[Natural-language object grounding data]
####################

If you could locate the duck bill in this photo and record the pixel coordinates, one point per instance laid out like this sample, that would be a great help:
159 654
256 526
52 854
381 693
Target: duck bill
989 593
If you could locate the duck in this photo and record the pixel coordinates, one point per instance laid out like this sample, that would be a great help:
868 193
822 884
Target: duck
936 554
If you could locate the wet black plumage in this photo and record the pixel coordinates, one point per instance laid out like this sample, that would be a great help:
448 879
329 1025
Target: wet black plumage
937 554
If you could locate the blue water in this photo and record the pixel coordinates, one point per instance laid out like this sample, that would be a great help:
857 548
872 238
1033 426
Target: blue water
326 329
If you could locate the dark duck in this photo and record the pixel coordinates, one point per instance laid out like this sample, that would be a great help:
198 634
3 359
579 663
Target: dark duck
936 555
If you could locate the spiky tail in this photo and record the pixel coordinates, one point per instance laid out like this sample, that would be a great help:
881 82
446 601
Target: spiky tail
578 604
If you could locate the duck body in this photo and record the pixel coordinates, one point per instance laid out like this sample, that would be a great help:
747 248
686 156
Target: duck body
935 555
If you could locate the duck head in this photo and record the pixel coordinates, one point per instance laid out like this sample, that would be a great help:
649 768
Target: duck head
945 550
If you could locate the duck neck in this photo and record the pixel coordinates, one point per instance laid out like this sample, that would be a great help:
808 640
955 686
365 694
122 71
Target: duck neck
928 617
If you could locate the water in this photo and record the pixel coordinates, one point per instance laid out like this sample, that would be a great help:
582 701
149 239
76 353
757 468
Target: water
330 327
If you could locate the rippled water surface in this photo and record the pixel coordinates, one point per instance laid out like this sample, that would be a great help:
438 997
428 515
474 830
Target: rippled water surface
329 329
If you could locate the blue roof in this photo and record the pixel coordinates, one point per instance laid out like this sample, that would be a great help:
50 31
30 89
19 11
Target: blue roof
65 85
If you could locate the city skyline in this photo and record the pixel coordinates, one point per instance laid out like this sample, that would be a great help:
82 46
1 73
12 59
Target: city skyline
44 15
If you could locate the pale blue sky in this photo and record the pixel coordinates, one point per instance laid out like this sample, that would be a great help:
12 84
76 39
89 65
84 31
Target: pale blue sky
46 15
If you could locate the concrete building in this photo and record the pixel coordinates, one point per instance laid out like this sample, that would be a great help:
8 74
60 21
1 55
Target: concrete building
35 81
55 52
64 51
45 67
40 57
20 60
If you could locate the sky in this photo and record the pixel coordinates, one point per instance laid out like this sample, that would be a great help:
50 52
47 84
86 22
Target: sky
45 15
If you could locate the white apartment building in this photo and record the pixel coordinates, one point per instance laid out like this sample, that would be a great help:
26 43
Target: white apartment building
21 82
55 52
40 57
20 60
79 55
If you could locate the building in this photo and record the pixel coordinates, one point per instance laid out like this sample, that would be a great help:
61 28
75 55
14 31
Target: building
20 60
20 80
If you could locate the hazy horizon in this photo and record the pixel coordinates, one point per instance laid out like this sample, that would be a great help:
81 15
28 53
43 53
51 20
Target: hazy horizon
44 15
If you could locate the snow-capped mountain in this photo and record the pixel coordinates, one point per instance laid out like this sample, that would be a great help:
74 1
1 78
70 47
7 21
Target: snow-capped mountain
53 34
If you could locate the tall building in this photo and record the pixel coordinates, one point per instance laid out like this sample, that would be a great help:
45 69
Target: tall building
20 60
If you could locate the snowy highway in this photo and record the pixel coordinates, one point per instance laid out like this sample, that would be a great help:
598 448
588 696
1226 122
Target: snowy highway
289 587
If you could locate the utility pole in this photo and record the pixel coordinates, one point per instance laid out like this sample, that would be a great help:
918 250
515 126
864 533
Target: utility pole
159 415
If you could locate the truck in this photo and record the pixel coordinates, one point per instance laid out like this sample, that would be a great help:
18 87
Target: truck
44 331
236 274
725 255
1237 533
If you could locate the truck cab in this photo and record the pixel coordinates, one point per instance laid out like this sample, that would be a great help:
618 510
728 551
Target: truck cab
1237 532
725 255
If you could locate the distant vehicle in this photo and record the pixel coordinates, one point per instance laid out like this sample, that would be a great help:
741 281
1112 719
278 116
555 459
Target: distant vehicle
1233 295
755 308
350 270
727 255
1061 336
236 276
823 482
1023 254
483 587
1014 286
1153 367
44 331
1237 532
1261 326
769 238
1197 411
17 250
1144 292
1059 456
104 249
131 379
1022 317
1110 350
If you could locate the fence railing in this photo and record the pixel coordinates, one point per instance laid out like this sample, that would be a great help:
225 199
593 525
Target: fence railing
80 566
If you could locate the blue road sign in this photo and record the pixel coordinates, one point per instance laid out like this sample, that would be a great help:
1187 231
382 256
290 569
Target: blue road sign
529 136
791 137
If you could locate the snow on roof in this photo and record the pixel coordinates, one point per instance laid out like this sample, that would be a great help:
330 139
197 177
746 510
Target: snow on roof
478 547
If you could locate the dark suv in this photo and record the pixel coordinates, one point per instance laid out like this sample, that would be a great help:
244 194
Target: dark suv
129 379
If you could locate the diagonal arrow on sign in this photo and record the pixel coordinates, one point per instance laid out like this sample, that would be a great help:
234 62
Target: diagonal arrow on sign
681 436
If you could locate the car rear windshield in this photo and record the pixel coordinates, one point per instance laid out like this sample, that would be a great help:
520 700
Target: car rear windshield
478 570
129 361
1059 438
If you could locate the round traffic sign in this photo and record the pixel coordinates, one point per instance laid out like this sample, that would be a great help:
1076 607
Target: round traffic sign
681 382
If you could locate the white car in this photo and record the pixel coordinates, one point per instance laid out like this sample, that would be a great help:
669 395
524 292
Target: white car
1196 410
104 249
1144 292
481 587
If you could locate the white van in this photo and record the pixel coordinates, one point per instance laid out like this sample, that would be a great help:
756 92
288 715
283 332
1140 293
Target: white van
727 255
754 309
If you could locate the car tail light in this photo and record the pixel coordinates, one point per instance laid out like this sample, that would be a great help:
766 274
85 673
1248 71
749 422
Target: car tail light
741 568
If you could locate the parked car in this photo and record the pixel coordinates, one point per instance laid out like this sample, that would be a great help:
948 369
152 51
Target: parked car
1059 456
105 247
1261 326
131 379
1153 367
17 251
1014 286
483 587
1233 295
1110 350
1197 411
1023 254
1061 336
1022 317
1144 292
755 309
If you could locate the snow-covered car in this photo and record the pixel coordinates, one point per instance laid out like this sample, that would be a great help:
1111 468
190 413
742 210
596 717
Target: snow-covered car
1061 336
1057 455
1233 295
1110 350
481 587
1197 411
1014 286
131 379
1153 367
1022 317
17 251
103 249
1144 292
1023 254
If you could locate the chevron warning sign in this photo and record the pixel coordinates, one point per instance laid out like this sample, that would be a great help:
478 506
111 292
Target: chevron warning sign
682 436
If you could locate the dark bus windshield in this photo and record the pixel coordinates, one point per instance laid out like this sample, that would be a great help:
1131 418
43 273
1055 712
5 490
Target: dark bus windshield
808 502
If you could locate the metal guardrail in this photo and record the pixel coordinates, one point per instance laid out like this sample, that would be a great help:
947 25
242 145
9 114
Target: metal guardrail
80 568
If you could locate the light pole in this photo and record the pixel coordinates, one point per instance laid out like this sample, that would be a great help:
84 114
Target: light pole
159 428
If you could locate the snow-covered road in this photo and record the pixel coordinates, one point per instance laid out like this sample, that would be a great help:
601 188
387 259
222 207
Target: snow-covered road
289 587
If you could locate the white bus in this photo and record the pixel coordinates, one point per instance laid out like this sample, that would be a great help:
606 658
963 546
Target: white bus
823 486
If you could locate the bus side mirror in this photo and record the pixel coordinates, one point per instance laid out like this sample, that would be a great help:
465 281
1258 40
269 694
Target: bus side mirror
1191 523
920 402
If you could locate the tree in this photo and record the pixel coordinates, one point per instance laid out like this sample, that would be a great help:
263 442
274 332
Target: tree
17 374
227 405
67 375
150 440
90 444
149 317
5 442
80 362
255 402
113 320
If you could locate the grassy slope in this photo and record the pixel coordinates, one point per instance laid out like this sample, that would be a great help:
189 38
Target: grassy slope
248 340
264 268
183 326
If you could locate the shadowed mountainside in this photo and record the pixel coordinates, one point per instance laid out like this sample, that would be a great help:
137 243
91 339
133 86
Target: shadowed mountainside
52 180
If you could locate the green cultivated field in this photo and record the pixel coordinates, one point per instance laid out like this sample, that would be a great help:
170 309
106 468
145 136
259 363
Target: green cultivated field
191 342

####################

■ **Exercise objective**
Copy exactly, and only, the lines from the line that contains "If you could locate the grassy" through the end of the data above.

■ **Reply**
If you could locate the grassy slope in this photo and record the pixel coordinates, one point per instance laid out like this sample, that would be a great help:
189 38
Target: grassy slope
248 340
264 268
183 326
If you could locate the shadowed mountainside in this photo and record the pixel coordinates, one point per instance laid out like this sample, that would be a great help:
137 243
91 339
133 86
Target: shadowed mountainside
52 180
If you could locate the green cultivated field in this photo and record the pixel coordinates, one point per instance laid out like this sample, that would be a great help:
170 309
106 468
145 136
259 363
Target: green cultivated field
191 342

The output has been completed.